What you have to do
The word "handle" may appear in some lines of the data; copy every such line.

Supplied records
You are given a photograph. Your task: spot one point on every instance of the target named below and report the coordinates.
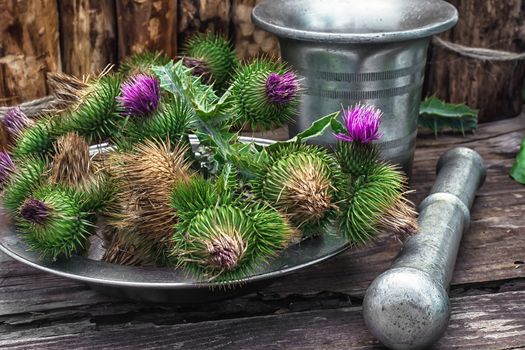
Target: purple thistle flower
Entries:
(140, 95)
(281, 88)
(7, 167)
(362, 124)
(35, 211)
(16, 121)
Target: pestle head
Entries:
(406, 309)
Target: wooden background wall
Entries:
(81, 36)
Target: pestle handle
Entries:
(407, 307)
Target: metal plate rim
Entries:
(264, 276)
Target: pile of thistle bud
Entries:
(218, 210)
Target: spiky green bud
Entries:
(171, 121)
(258, 100)
(356, 158)
(374, 202)
(29, 174)
(227, 242)
(97, 117)
(301, 181)
(52, 222)
(37, 139)
(216, 55)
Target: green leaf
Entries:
(317, 128)
(437, 115)
(518, 169)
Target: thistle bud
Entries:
(264, 94)
(35, 211)
(15, 121)
(7, 168)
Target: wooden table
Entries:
(318, 308)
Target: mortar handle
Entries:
(460, 172)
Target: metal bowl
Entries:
(168, 285)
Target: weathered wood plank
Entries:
(87, 35)
(492, 86)
(146, 25)
(489, 250)
(491, 321)
(249, 40)
(29, 48)
(202, 16)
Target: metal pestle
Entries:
(407, 306)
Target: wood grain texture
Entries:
(29, 48)
(146, 25)
(200, 16)
(88, 32)
(492, 321)
(249, 40)
(317, 308)
(492, 87)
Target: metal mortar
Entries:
(352, 51)
(407, 307)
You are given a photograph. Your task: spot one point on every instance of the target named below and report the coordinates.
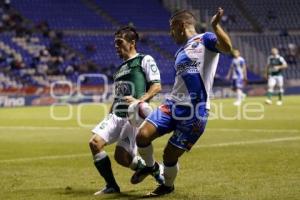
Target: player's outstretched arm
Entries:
(224, 42)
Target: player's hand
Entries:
(129, 99)
(217, 17)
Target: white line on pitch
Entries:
(208, 129)
(157, 149)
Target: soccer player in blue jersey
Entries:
(185, 112)
(238, 74)
(276, 65)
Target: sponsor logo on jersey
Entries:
(187, 67)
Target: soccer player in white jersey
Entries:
(137, 77)
(275, 65)
(186, 111)
(238, 74)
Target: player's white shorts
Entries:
(275, 80)
(116, 129)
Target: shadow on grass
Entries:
(87, 193)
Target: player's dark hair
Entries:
(184, 16)
(128, 33)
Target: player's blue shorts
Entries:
(187, 125)
(237, 83)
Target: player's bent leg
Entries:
(147, 133)
(170, 157)
(123, 157)
(103, 165)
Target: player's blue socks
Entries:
(147, 154)
(170, 173)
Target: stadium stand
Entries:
(43, 41)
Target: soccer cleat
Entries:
(142, 173)
(108, 190)
(237, 103)
(161, 190)
(268, 101)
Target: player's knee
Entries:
(142, 138)
(169, 159)
(122, 157)
(96, 144)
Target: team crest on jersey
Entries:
(195, 45)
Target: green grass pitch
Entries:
(42, 158)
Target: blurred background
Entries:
(55, 41)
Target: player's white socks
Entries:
(170, 174)
(239, 95)
(147, 154)
(100, 156)
(135, 161)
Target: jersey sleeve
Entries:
(210, 41)
(150, 69)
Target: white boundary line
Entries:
(238, 143)
(208, 129)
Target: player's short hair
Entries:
(128, 33)
(184, 16)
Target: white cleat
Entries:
(268, 101)
(107, 190)
(237, 103)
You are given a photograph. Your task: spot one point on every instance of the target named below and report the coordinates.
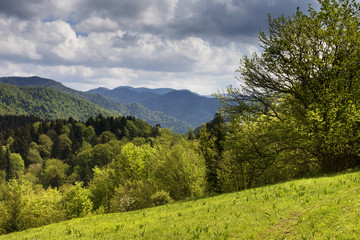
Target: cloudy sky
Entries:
(192, 44)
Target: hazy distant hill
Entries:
(185, 105)
(181, 104)
(133, 109)
(127, 94)
(46, 103)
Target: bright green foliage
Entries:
(318, 208)
(41, 207)
(132, 162)
(45, 145)
(102, 188)
(132, 195)
(161, 198)
(54, 173)
(307, 78)
(76, 201)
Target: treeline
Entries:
(53, 170)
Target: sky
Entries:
(181, 44)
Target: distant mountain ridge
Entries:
(177, 109)
(46, 103)
(182, 104)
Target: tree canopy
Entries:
(307, 78)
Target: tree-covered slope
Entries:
(185, 105)
(318, 208)
(134, 109)
(45, 103)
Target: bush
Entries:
(161, 198)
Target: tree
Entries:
(16, 166)
(45, 145)
(76, 201)
(308, 77)
(54, 173)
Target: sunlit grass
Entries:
(317, 208)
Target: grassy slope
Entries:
(318, 208)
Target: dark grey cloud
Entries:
(25, 9)
(185, 43)
(233, 19)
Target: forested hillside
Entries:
(45, 103)
(53, 170)
(296, 115)
(125, 109)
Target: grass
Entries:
(317, 208)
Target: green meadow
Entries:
(317, 208)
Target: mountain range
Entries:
(176, 109)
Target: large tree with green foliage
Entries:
(307, 77)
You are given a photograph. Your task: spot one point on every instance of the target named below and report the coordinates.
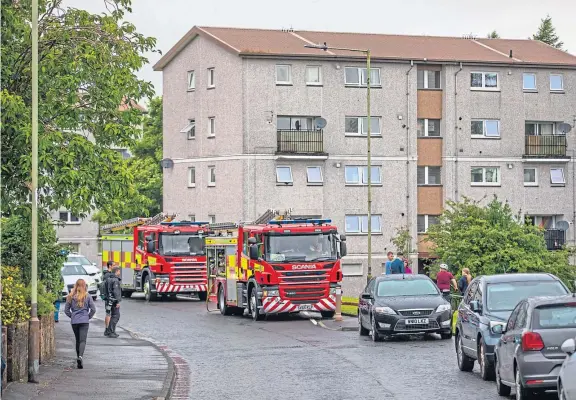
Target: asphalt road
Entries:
(290, 358)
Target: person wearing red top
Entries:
(445, 278)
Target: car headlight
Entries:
(384, 310)
(444, 307)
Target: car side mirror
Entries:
(569, 346)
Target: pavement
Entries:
(123, 368)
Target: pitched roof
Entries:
(267, 42)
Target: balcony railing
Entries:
(300, 142)
(555, 238)
(546, 146)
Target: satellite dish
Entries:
(562, 225)
(564, 128)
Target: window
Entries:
(428, 128)
(557, 176)
(191, 80)
(428, 79)
(354, 76)
(68, 218)
(211, 81)
(425, 221)
(358, 175)
(191, 177)
(529, 81)
(212, 126)
(359, 126)
(530, 176)
(314, 175)
(359, 223)
(540, 128)
(485, 128)
(485, 176)
(190, 129)
(429, 176)
(212, 175)
(284, 175)
(484, 81)
(556, 83)
(284, 74)
(313, 75)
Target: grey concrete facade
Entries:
(246, 102)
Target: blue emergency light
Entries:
(300, 221)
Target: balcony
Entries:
(555, 238)
(300, 143)
(545, 146)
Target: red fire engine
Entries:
(160, 258)
(281, 266)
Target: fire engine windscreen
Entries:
(182, 244)
(313, 247)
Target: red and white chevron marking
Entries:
(169, 288)
(275, 305)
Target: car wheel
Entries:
(363, 331)
(501, 389)
(376, 337)
(465, 363)
(486, 367)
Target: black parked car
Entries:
(401, 304)
(489, 301)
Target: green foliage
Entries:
(491, 239)
(17, 247)
(547, 33)
(14, 308)
(87, 68)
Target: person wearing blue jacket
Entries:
(80, 308)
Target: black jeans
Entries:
(81, 333)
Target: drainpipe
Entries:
(456, 191)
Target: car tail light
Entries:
(532, 341)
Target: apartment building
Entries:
(450, 117)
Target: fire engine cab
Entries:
(281, 266)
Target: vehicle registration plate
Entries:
(416, 321)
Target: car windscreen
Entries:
(406, 287)
(504, 296)
(73, 270)
(555, 316)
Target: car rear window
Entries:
(555, 316)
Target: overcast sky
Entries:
(169, 20)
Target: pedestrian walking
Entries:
(80, 308)
(464, 280)
(113, 302)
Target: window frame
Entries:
(284, 183)
(314, 183)
(531, 184)
(484, 183)
(483, 87)
(191, 174)
(319, 83)
(289, 81)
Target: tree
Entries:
(493, 35)
(492, 239)
(547, 33)
(87, 68)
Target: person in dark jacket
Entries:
(80, 308)
(114, 298)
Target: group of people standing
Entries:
(80, 308)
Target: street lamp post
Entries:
(325, 47)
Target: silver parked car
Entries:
(528, 355)
(567, 375)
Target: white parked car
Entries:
(89, 266)
(71, 272)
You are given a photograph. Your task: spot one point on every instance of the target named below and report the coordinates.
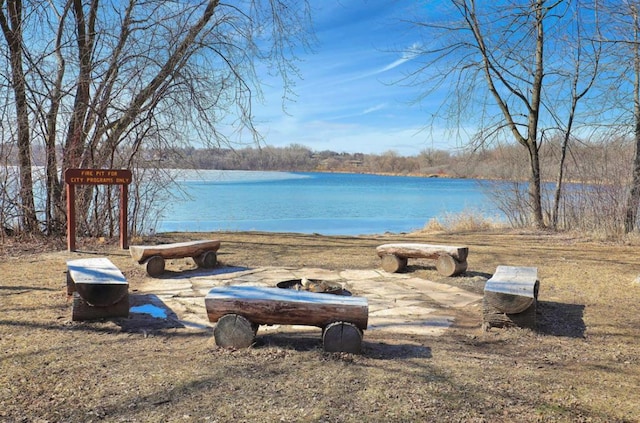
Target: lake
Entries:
(323, 203)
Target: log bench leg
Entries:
(82, 310)
(446, 265)
(207, 260)
(154, 266)
(393, 264)
(342, 337)
(234, 331)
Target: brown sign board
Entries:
(97, 176)
(73, 177)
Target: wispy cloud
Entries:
(410, 53)
(374, 108)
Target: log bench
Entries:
(98, 288)
(239, 310)
(153, 256)
(450, 260)
(510, 298)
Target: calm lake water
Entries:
(323, 203)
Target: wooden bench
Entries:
(239, 310)
(98, 288)
(450, 261)
(153, 256)
(510, 297)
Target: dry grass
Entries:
(581, 365)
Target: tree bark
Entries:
(12, 30)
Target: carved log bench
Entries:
(510, 298)
(98, 288)
(239, 310)
(450, 261)
(153, 256)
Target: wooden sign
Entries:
(73, 177)
(97, 176)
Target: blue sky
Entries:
(347, 100)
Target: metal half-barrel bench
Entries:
(99, 289)
(511, 298)
(203, 252)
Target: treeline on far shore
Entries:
(600, 161)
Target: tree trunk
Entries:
(12, 30)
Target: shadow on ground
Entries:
(559, 319)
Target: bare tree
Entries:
(495, 58)
(109, 81)
(11, 16)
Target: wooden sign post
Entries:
(74, 177)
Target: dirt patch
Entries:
(582, 364)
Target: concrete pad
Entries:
(398, 303)
(410, 312)
(359, 274)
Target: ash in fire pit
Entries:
(312, 285)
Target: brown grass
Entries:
(582, 364)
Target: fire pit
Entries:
(312, 285)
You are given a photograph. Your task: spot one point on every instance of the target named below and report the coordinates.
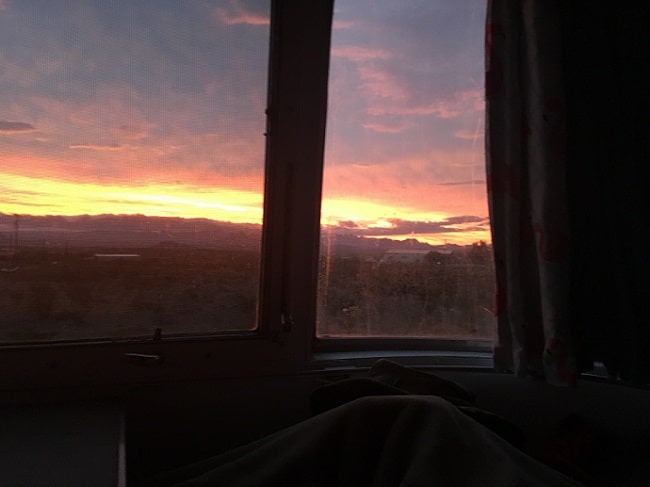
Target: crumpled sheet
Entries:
(375, 441)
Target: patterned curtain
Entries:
(527, 188)
(567, 161)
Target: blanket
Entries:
(402, 440)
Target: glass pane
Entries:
(405, 248)
(132, 148)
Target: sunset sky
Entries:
(157, 107)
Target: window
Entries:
(404, 247)
(163, 166)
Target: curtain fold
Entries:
(526, 172)
(568, 187)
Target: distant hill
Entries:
(140, 231)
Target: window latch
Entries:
(144, 358)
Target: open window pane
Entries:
(132, 167)
(405, 247)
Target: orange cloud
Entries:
(358, 53)
(15, 127)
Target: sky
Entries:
(157, 107)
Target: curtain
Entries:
(565, 147)
(526, 172)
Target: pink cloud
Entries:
(460, 102)
(379, 83)
(386, 128)
(343, 24)
(468, 134)
(358, 53)
(100, 148)
(236, 14)
(15, 127)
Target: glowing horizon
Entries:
(128, 121)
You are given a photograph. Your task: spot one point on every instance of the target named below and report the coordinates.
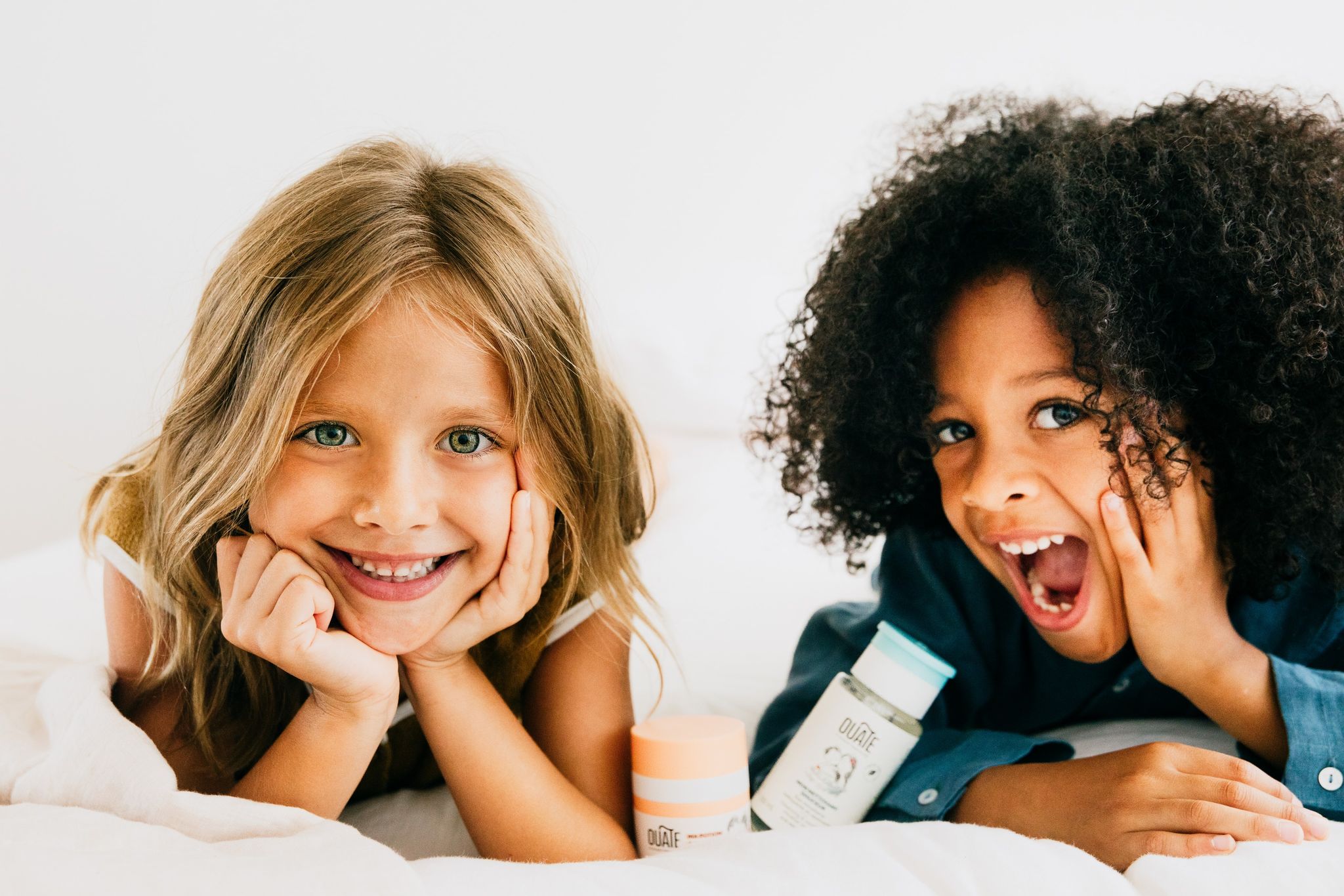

Answer section
Target: pestle handle
Target: mortar handle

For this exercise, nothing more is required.